## TEXTE À LIRE:
- - - - -

Relaxés en première instance, ils étaient toutefois déclarés coupables du chef de corruption passive par la Cour d’appel de Paris, au motif que « les ʺ gestes commerciaux ʺ adressés à des agents publics chargés de contracter au nom de l’OPH sont bien constitutifs de corruption dès lors qu’ils s’inscrivent, ce qui n’est pas réellement contesté, dans une ʺ rétribution ʺ de la préférence accordée par le passé et susceptible d’être renouvelée à l’avenir ».

Aux termes d’un arrêt rendu le 25 mai 2022, la Chambre criminelle de la Cour de cassation cassait cet arrêt rappelant qu’est « constitutif du délit de corruption passive le fait, par une personne dépositaire de l’autorité publique, chargée d’une mission de service public, ou investie d’un mandat électif public, de solliciter ou d’agréer, sans droit, à tout moment, directement ou indirectement, des offres, des promesses, des dons, des présents ou des avantages quelconques pour elle-même ou pour autrui, pour accomplir ou s’abstenir d’accomplir un acte de sa fonction, de sa mission ou de son mandat ou facilité par sa fonction, sa mission ou son mandat ».

En s’abstenant de caractériser à la charge des prévenus l’existence d’un acte de leurs fonctions que ceux-ci auraient accompli ou se seraient abstenus d’accomplir au bénéfice de la société attributaire, et dont les voyages offerts constitueraient la contrepartie, la Cour d’appel a méconnu la portée de l’article 432-11, 1° du Code pénal.

Par cette décision, la Cour de cassation rappelle que l’obtention d’un avantage ne saurait à elle seule caractériser le délit de corruption passive, qui nécessite de démontrer que celui-ci a été obtenu en contrepartie de l’accomplissement ou du non-accomplissement d’un acte de la fonction dont est titulaire l’agent corrompu.

En définitive, l’antériorité des voyages offerts aux agents de l’OPH par rapport à l’attribution des marchés publics était, selon la Chambre criminelle, insuffisante pour caractériser l’existence d’un pacte corruptif, d’autant que les prévenus avaient été relaxés du chef de favoritisme.

- - - - -

## ENTRÉES DE DONNÉES:
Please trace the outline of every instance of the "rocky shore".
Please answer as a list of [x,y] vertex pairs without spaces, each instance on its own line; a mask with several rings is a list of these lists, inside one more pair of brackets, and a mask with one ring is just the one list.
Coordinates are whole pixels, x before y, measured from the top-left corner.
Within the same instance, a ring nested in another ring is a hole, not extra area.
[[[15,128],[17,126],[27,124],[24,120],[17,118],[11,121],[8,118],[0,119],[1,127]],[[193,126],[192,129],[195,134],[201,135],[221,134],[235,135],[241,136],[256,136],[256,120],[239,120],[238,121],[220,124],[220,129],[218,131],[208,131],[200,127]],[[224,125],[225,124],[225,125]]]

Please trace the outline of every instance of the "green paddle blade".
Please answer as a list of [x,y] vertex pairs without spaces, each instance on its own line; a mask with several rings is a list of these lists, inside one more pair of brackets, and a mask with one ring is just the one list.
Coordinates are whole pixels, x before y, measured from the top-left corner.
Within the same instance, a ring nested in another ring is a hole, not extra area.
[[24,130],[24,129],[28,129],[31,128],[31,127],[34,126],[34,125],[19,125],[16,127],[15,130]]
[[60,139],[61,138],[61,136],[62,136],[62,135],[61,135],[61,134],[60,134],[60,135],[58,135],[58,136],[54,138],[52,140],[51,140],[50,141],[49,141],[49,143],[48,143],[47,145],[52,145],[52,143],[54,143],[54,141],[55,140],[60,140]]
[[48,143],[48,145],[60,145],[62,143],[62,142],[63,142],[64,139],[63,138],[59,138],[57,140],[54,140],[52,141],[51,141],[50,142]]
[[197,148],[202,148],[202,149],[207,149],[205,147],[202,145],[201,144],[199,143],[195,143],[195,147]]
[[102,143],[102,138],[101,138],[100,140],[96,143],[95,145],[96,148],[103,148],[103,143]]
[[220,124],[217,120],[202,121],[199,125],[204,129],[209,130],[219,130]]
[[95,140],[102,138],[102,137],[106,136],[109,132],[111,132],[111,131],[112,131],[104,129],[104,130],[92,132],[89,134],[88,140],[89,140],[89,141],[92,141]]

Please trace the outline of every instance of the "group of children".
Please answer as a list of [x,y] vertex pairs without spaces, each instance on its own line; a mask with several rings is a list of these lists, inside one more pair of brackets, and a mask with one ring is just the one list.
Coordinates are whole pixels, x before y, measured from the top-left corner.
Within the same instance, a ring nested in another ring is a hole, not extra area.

- - - - -

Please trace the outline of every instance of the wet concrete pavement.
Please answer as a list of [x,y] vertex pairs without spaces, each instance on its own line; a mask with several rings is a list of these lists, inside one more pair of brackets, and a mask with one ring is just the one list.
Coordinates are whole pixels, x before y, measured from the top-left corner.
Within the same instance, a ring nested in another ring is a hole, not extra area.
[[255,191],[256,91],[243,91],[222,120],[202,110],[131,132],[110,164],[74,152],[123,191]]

- - - - -

## CONSIGNE:
Traduisez en anglais cette phrase du texte sur la corruption passive : « Par cette décision, la Cour de cassation rappelle que l'obtention d'un avantage ne saurait à elle seule caractériser le délit de corruption passive, qui nécessite de démontrer que celui-ci a été obtenu en contrepartie de l'accomplissement ou du non-accomplissement d'un acte de la fonction dont est titulaire l'agent corrompu. » Les entrées proviennent d'une autre source que le texte.

## RÉPONSE ATTENDUE:
By this decision, the Court of Cassation reiterates that obtaining an advantage cannot by itself constitute the offense of passive bribery, which requires showing that the advantage was obtained in return for the performance or non-performance of an act within the function held by the bribed official.